Opdracht => Kun je de regels van alle records hieronder omzetten in een genummerde lijst zonder lege regels? Laat de afbeeldingen weg.

Ruwe gegevens =>
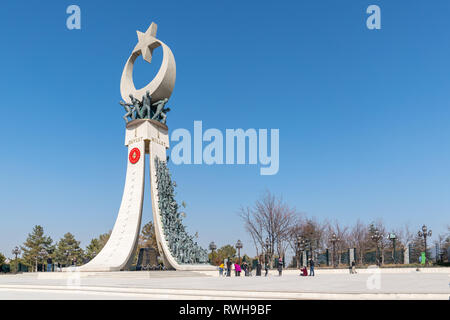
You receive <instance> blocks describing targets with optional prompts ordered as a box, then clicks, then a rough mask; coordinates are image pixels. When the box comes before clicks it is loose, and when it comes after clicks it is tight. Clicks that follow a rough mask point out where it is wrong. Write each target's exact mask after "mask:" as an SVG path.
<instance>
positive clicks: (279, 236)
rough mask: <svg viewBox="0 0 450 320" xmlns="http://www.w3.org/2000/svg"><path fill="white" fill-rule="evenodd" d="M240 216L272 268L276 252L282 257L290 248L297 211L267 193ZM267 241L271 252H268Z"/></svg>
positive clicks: (282, 201)
mask: <svg viewBox="0 0 450 320" xmlns="http://www.w3.org/2000/svg"><path fill="white" fill-rule="evenodd" d="M239 215H240V217H241V218H242V220H243V221H244V224H245V229H246V230H247V232H248V233H249V234H250V236H251V237H252V239H253V241H254V242H255V247H256V249H257V250H258V248H260V249H261V252H266V254H267V256H268V258H269V262H270V264H271V266H272V260H273V256H274V254H275V251H277V253H278V256H279V257H282V256H283V254H284V253H285V250H286V248H287V246H288V243H289V242H288V239H289V234H290V228H291V226H292V225H293V224H294V223H295V220H296V212H295V209H294V208H291V207H289V206H288V205H287V204H286V203H284V202H283V200H282V199H281V197H278V198H277V197H275V196H274V195H273V194H271V193H270V191H266V192H265V193H264V195H263V196H261V198H260V199H259V200H257V201H256V202H255V204H254V205H253V206H252V207H246V208H241V210H240V213H239ZM266 241H267V242H268V244H269V250H266V245H265V244H266Z"/></svg>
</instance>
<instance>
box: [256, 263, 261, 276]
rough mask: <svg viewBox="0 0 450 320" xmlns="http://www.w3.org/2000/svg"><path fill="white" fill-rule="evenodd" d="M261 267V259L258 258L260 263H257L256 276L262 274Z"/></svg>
mask: <svg viewBox="0 0 450 320" xmlns="http://www.w3.org/2000/svg"><path fill="white" fill-rule="evenodd" d="M261 269H262V265H261V261H259V260H258V264H257V265H256V276H257V277H260V276H261Z"/></svg>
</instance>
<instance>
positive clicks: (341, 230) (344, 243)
mask: <svg viewBox="0 0 450 320" xmlns="http://www.w3.org/2000/svg"><path fill="white" fill-rule="evenodd" d="M333 233H334V234H336V236H337V238H339V241H337V242H336V244H335V248H336V255H337V261H338V264H339V263H340V262H341V256H342V252H343V251H344V250H345V249H347V248H348V234H349V232H348V227H347V226H343V225H341V224H340V223H339V222H338V221H337V220H335V221H334V223H329V224H328V226H327V231H326V235H327V238H328V241H329V240H330V239H331V235H332V234H333ZM333 258H334V257H333Z"/></svg>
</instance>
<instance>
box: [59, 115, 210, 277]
mask: <svg viewBox="0 0 450 320" xmlns="http://www.w3.org/2000/svg"><path fill="white" fill-rule="evenodd" d="M125 145H126V146H128V165H127V175H126V179H125V188H124V192H123V197H122V203H121V205H120V209H119V214H118V216H117V220H116V223H115V224H114V228H113V230H112V233H111V236H110V238H109V240H108V242H107V243H106V245H105V247H104V248H103V249H102V250H101V251H100V253H99V254H98V255H97V256H96V257H95V258H94V259H92V260H91V261H90V262H89V263H87V264H85V265H83V266H81V267H78V268H77V269H76V270H77V271H97V272H98V271H120V270H126V269H128V268H129V267H130V266H131V263H132V261H133V258H134V254H135V253H136V250H137V244H138V239H139V233H140V228H141V217H142V205H143V199H144V179H145V177H144V175H145V161H146V159H145V154H149V162H150V188H151V190H150V191H151V200H152V210H153V224H154V227H155V233H156V239H157V243H158V249H159V253H160V255H161V257H162V259H163V261H164V265H165V266H166V267H167V268H169V269H175V270H190V271H195V270H199V271H200V270H202V271H207V270H215V269H216V268H215V267H214V266H211V265H205V264H180V263H178V262H177V260H176V259H175V258H174V257H173V255H172V253H171V251H170V249H169V244H168V241H167V240H166V237H165V234H164V229H163V223H162V219H161V212H160V206H159V196H158V189H157V186H158V181H157V177H156V168H155V159H156V158H158V159H159V160H162V161H166V150H167V149H168V148H169V135H168V128H167V126H166V125H165V124H162V123H160V122H158V121H155V120H150V119H138V120H133V121H130V122H129V123H128V124H127V127H126V133H125ZM65 271H68V270H65Z"/></svg>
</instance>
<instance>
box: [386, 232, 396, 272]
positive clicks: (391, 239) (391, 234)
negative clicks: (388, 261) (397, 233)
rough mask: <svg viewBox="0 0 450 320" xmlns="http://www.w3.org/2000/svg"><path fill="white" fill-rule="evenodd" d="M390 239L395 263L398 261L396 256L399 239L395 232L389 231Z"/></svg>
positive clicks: (392, 256) (388, 235) (394, 263)
mask: <svg viewBox="0 0 450 320" xmlns="http://www.w3.org/2000/svg"><path fill="white" fill-rule="evenodd" d="M388 239H389V240H391V241H392V258H393V260H394V264H395V262H396V258H395V241H396V240H397V236H396V235H395V233H393V232H392V233H389V235H388Z"/></svg>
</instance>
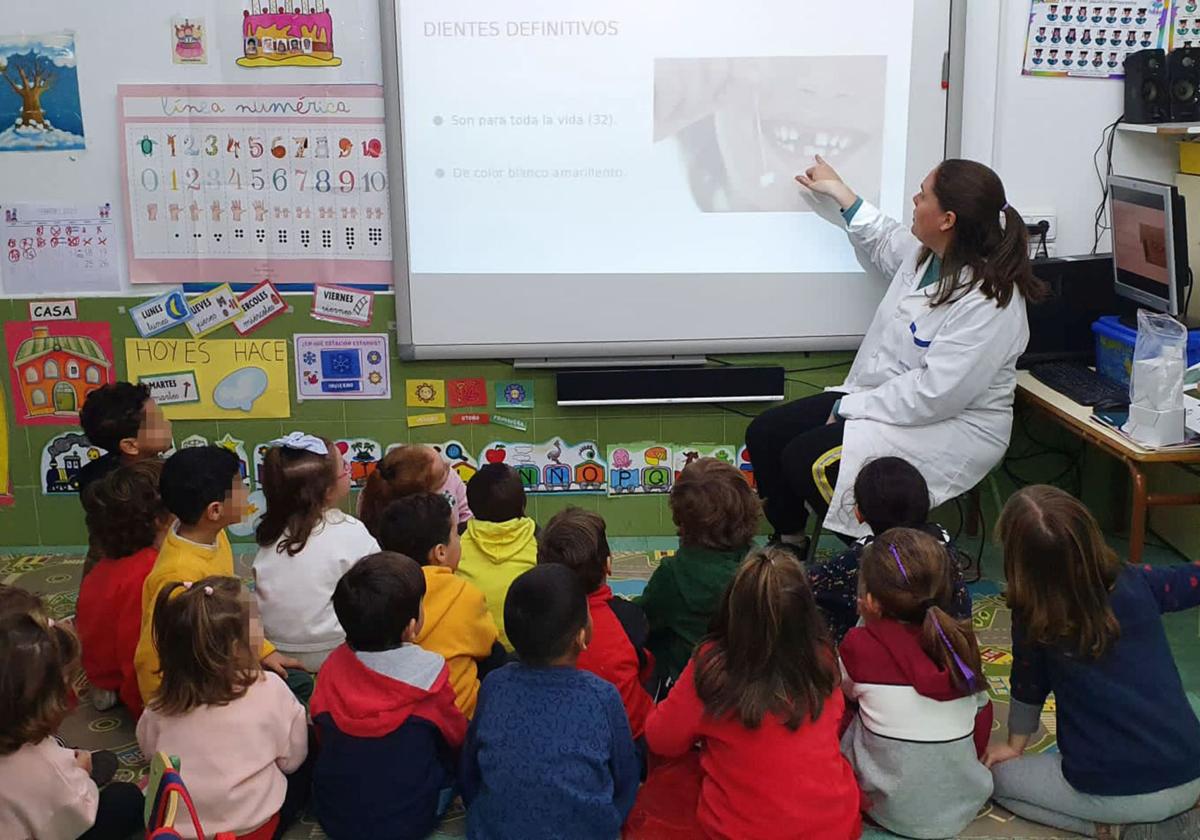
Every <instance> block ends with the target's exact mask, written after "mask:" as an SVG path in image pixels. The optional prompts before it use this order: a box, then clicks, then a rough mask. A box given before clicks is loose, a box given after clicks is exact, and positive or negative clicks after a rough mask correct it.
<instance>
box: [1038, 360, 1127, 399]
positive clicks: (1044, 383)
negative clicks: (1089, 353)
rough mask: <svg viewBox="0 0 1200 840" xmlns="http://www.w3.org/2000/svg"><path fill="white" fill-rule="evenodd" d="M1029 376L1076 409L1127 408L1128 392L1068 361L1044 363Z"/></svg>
mask: <svg viewBox="0 0 1200 840" xmlns="http://www.w3.org/2000/svg"><path fill="white" fill-rule="evenodd" d="M1030 373H1032V374H1033V378H1034V379H1037V380H1038V382H1040V383H1043V384H1045V385H1049V386H1050V388H1052V389H1054V390H1056V391H1058V392H1060V394H1062V395H1063V396H1064V397H1067V398H1068V400H1072V401H1073V402H1078V403H1079V404H1080V406H1105V407H1108V406H1128V404H1129V388H1128V386H1127V385H1122V384H1121V383H1118V382H1112V380H1111V379H1109V378H1108V377H1104V376H1100V374H1099V373H1097V372H1096V371H1093V370H1092V368H1090V367H1086V366H1085V365H1080V364H1078V362H1070V361H1046V362H1043V364H1040V365H1034V366H1033V367H1031V368H1030Z"/></svg>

Uitgewerkte opdracht =>
1. You receive <instance> blocks describing targets with optional prompts ordered as a box, then clicks, then a rough mask; coordinates are image pixels. When the box comes before clicks it is loose, and when it comes after clicks it is tight. Clicks that follow a rough mask point out where it is wrong. Write each target's exact mask after "mask:" as an SVG path.
2. <instance>
3. positive clicks: (279, 236)
4. rough mask: <svg viewBox="0 0 450 320" xmlns="http://www.w3.org/2000/svg"><path fill="white" fill-rule="evenodd" d="M240 216L272 268L276 252L282 257L290 248L297 211L267 193ZM267 241L271 252H268Z"/></svg>
5. positive clicks: (282, 201)
6. mask: <svg viewBox="0 0 450 320" xmlns="http://www.w3.org/2000/svg"><path fill="white" fill-rule="evenodd" d="M239 215H240V217H241V218H242V220H243V221H244V224H245V229H246V230H247V232H248V233H249V234H250V236H251V237H252V239H253V241H254V242H255V247H256V249H257V250H258V248H260V249H261V252H266V254H267V256H268V258H269V262H270V264H271V266H272V260H273V256H274V254H275V251H277V253H278V256H279V257H282V256H283V254H284V253H285V250H286V248H287V246H288V243H289V242H288V239H289V234H290V228H291V226H292V225H293V224H294V223H295V220H296V212H295V209H294V208H291V207H289V206H288V205H287V204H286V203H284V202H283V200H282V199H281V197H278V198H277V197H275V196H274V195H273V194H271V193H270V191H266V192H265V193H264V195H263V196H261V198H260V199H259V200H257V201H256V202H255V204H254V205H253V206H252V207H246V208H241V210H240V213H239ZM266 241H267V242H268V244H269V250H266V245H265V244H266Z"/></svg>
7. </instance>
8. <instance>
9. box: [256, 263, 261, 276]
10. rough mask: <svg viewBox="0 0 450 320" xmlns="http://www.w3.org/2000/svg"><path fill="white" fill-rule="evenodd" d="M261 267V259L258 258L260 263H257L256 276L262 274Z"/></svg>
11. mask: <svg viewBox="0 0 450 320" xmlns="http://www.w3.org/2000/svg"><path fill="white" fill-rule="evenodd" d="M261 269H262V265H261V261H259V260H258V264H257V265H256V276H257V277H260V276H261Z"/></svg>
12. </instance>
13. <instance>
14. positive clicks: (341, 230) (344, 243)
15. mask: <svg viewBox="0 0 450 320" xmlns="http://www.w3.org/2000/svg"><path fill="white" fill-rule="evenodd" d="M333 233H334V234H336V236H337V238H339V241H337V242H336V244H335V248H336V255H337V261H338V264H339V263H340V262H341V256H342V252H343V251H344V250H345V249H347V248H348V234H349V232H348V227H347V226H343V225H341V224H340V223H339V222H338V221H337V220H335V221H334V223H329V224H328V226H327V231H326V235H327V238H328V241H329V240H330V239H331V235H332V234H333ZM333 258H334V257H333Z"/></svg>
16. </instance>
17. <instance>
18. box: [59, 115, 210, 277]
19. mask: <svg viewBox="0 0 450 320" xmlns="http://www.w3.org/2000/svg"><path fill="white" fill-rule="evenodd" d="M125 145H126V146H128V165H127V175H126V179H125V188H124V192H123V197H122V203H121V205H120V209H119V214H118V216H117V220H116V223H115V224H114V228H113V230H112V233H111V236H110V238H109V240H108V242H107V243H106V245H105V247H104V248H103V249H102V250H101V251H100V253H99V254H98V255H97V256H96V257H95V258H94V259H92V260H91V261H90V262H89V263H87V264H85V265H83V266H81V267H78V268H77V269H76V270H77V271H97V272H98V271H120V270H126V269H128V268H129V267H130V266H131V263H132V261H133V258H134V254H135V253H136V250H137V244H138V239H139V233H140V228H141V217H142V205H143V199H144V179H145V177H144V175H145V161H146V159H145V154H149V162H150V188H151V190H150V191H151V200H152V210H153V224H154V227H155V233H156V239H157V243H158V249H159V253H160V255H161V257H162V259H163V261H164V265H165V266H166V267H167V268H169V269H175V270H190V271H195V270H199V271H200V270H202V271H207V270H215V269H216V268H215V267H214V266H211V265H205V264H180V263H178V262H177V260H176V259H175V258H174V257H173V255H172V253H171V251H170V249H169V244H168V241H167V240H166V237H165V234H164V229H163V223H162V219H161V212H160V206H159V196H158V189H157V186H158V181H157V177H156V168H155V159H156V158H158V159H159V160H162V161H166V150H167V149H168V148H169V135H168V128H167V126H166V125H165V124H162V123H160V122H158V121H155V120H150V119H138V120H133V121H130V122H129V123H128V124H127V127H126V133H125ZM65 271H68V270H65Z"/></svg>
20. </instance>
21. <instance>
22. box: [386, 232, 396, 272]
23. positive clicks: (391, 239) (391, 234)
24. negative clicks: (388, 261) (397, 233)
25. rough mask: <svg viewBox="0 0 450 320" xmlns="http://www.w3.org/2000/svg"><path fill="white" fill-rule="evenodd" d="M390 239L395 263L398 261L396 256L399 239L395 232L389 231Z"/></svg>
26. positive clicks: (392, 256) (388, 235) (394, 263)
27. mask: <svg viewBox="0 0 450 320" xmlns="http://www.w3.org/2000/svg"><path fill="white" fill-rule="evenodd" d="M388 239H389V240H391V241H392V258H393V260H394V264H395V262H396V258H395V241H396V240H397V236H396V235H395V233H393V232H392V233H389V235H388Z"/></svg>
28. </instance>
29. Every <instance> block ends with the target's exact mask, written after "mask:" as an SVG path in image pixels. The optional prompts before it use this order: a box, then clicks, then a rough mask. A box given before clicks is loose, a box given after clicks is exact, and positive or negative clicks after a rough mask correct it.
30. <instance>
31. box: [1038, 360, 1127, 399]
32. positive clicks: (1044, 383)
33. negative clicks: (1089, 353)
34. rough mask: <svg viewBox="0 0 1200 840" xmlns="http://www.w3.org/2000/svg"><path fill="white" fill-rule="evenodd" d="M1029 376L1076 409L1127 408L1128 392L1068 361L1044 363Z"/></svg>
35. mask: <svg viewBox="0 0 1200 840" xmlns="http://www.w3.org/2000/svg"><path fill="white" fill-rule="evenodd" d="M1030 373H1032V374H1033V378H1034V379H1037V380H1038V382H1040V383H1043V384H1045V385H1049V386H1050V388H1052V389H1054V390H1056V391H1058V392H1060V394H1062V395H1063V396H1064V397H1067V398H1068V400H1072V401H1073V402H1078V403H1079V404H1080V406H1105V407H1108V406H1128V404H1129V388H1128V386H1127V385H1122V384H1121V383H1118V382H1112V380H1111V379H1109V378H1108V377H1104V376H1100V374H1099V373H1097V372H1096V371H1093V370H1092V368H1090V367H1086V366H1085V365H1080V364H1078V362H1070V361H1046V362H1043V364H1040V365H1034V366H1033V367H1031V368H1030Z"/></svg>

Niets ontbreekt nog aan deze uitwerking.